The Jewish Peace Lobby


Al-Quds - 13 February 2010

A Different Way of Thinking About the Two-state Solution



 

 

February 13, 2010

Jerome M. Segal

Today, at least on a verbal level, the PLO and the Government of Israel are in agreement that the central outcome of the permanent status negotiations should be a Palestinian State that will exist alongside the State of Israel. Broadly speaking, but especially for Israelis, the understanding of how those two states will interact is one of strict-separation, "we are here and they are there."

For Israelis, strict-separation is represented by the wall, or "separation fence," even though the exact location of final borders between the two-states is yet to be determined. It is further reflected in an Israeli determination that no refugees will return, certainly none "by right." On the Palestinian side, the strict-separation vision is also widely held. It is expressed in the Palestinian determination that aside from minor swaps, all Jewish settlements will be evacuated from whatever land becomes sovereign Palestinian territory, and in the desire for sharp, straight-line borders.

The attachment to the strict-separation paradigm of the two-state solution is so pervasive that at times it leads to a confusion between the idea of two-states and the idea of two-homelands. For instance, in the Clinton Parameters we find the statement, "A new State of Palestine is about to be created as the homeland of the Palestinian people, just as Israel was established as the homeland of the Jewish people." Similarly, in the Geneva Accords we also find the two-states idea intermingled with a two-homelands idea: "The parties recognize Palestine and Israel as the homelands of their respective peoples."

This is a confusion. The concept of "homeland" is quite different than that of "state". States are political constructions; they are created at specific points in time as the result of deliberate acts of human decision-making. But a homeland is a different matter. A geographical region is the homeland of a people, not because of a political decision, but in virtue of a people's history and identification. It is the area from which a people emerged or flourished and which plays a central role in their own understanding of themselves. To call something one's homeland is to say something important about ones self and about how one understands oneself in relation to the history of the people with which one identifies. Thus, for Palestinians, while a peace agreement may establish the West Bank and Gaza as the territory of the Palestinian State, such an agreement cannot undo the fact that all of historic Palestine is the homeland of the Palestinian people. Similarly, no political decision or document can change the fact that the historic homeland of the Jewish people does not neatly mirror the borders of the State of Israel. One does not have to accept the religious authority the Hebrew Bible, to recognize the significance of the fact that in this ancient text, dating back as far as 2,500 years, the Jewish people told the story of how Abraham and Isaac and Jacob lived in the region of what is today Nablus, and how they were buried in what is now Hebron. Indeed, this ancient Jewish story, which formed Jewish self-understanding for thousands of years, puts little emphasis on the coastal plain where most Israelis live today.

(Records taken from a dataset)

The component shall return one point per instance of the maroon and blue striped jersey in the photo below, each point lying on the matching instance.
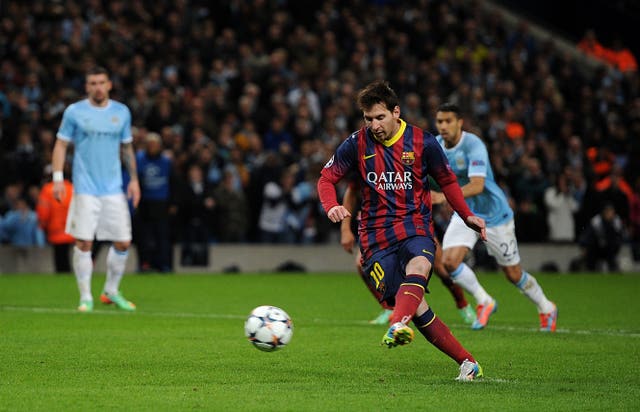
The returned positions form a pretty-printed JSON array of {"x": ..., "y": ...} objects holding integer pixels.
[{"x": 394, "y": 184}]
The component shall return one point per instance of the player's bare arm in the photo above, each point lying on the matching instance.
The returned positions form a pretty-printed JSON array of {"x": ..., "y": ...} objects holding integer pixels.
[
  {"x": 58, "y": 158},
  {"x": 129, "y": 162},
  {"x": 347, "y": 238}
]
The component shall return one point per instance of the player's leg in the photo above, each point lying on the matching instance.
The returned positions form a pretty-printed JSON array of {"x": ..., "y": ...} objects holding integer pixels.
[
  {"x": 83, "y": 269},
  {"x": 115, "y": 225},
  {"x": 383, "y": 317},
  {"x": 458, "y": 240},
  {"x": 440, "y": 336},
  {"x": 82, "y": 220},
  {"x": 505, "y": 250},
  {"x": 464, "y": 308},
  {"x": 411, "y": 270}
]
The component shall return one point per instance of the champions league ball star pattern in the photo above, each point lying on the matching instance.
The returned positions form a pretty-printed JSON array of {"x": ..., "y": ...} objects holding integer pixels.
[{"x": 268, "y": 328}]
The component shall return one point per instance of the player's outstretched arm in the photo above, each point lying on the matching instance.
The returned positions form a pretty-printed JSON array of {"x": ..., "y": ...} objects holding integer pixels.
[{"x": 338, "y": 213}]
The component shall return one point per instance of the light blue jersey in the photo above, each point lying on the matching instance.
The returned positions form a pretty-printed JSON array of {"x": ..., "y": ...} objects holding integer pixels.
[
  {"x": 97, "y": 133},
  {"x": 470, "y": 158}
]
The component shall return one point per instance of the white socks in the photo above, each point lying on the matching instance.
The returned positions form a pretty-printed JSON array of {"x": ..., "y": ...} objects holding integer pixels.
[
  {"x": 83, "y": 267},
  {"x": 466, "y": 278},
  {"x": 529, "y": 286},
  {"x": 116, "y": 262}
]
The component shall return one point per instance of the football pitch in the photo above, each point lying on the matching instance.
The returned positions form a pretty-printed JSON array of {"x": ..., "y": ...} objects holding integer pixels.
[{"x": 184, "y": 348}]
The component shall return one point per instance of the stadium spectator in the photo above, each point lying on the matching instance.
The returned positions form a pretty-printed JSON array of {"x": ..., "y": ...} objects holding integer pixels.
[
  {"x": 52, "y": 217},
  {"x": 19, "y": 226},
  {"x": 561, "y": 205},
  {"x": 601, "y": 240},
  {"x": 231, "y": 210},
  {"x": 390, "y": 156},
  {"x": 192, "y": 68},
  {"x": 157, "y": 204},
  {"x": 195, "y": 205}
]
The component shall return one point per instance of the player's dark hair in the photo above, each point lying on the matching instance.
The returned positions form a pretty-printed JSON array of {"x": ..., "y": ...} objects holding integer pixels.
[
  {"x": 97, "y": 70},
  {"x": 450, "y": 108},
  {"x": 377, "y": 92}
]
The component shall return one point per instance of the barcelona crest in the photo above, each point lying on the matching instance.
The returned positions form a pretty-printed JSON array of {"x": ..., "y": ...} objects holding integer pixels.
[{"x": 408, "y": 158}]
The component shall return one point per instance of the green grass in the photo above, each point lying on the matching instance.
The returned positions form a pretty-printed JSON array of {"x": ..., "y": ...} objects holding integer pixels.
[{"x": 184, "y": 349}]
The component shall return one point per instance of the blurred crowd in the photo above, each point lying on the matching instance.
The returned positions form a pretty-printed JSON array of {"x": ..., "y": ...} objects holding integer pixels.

◆ **REQUIREMENT 1**: Return the essay on the two-state solution word for word, everything from "For Israelis, strict-separation" down to "sharp, straight-line borders.".
◆ **REQUIREMENT 2**: In the listing, switch "pretty-printed" to "indented" in everything from the line containing "of the barcelona" down to the end of the listing. Give back only those lines, with nothing else changed.

◆ **EXERCISE SOLUTION 1**:
For Israelis, strict-separation is represented by the wall, or "separation fence," even though the exact location of final borders between the two-states is yet to be determined. It is further reflected in an Israeli determination that no refugees will return, certainly none "by right." On the Palestinian side, the strict-separation vision is also widely held. It is expressed in the Palestinian determination that aside from minor swaps, all Jewish settlements will be evacuated from whatever land becomes sovereign Palestinian territory, and in the desire for sharp, straight-line borders.

◆ **EXERCISE SOLUTION 2**:
The component shall return one point per instance of the barcelona crest in the photo above, each point lying on the matching instance.
The returned positions form a indented JSON array of {"x": ..., "y": ...} objects holding integer pixels.
[{"x": 408, "y": 158}]
The component shall return one point per instance of the green grass in the photo above, each point lying on the matching instance.
The returned positions form a indented JSON array of {"x": ..., "y": ...} objects holding integer pixels.
[{"x": 184, "y": 349}]
The component shall return one point per instance of the blurred crowd in the photo above, each point lying on the matching instance.
The returned positions form a indented JSON array of {"x": ..., "y": ...} objects holding integer pixels.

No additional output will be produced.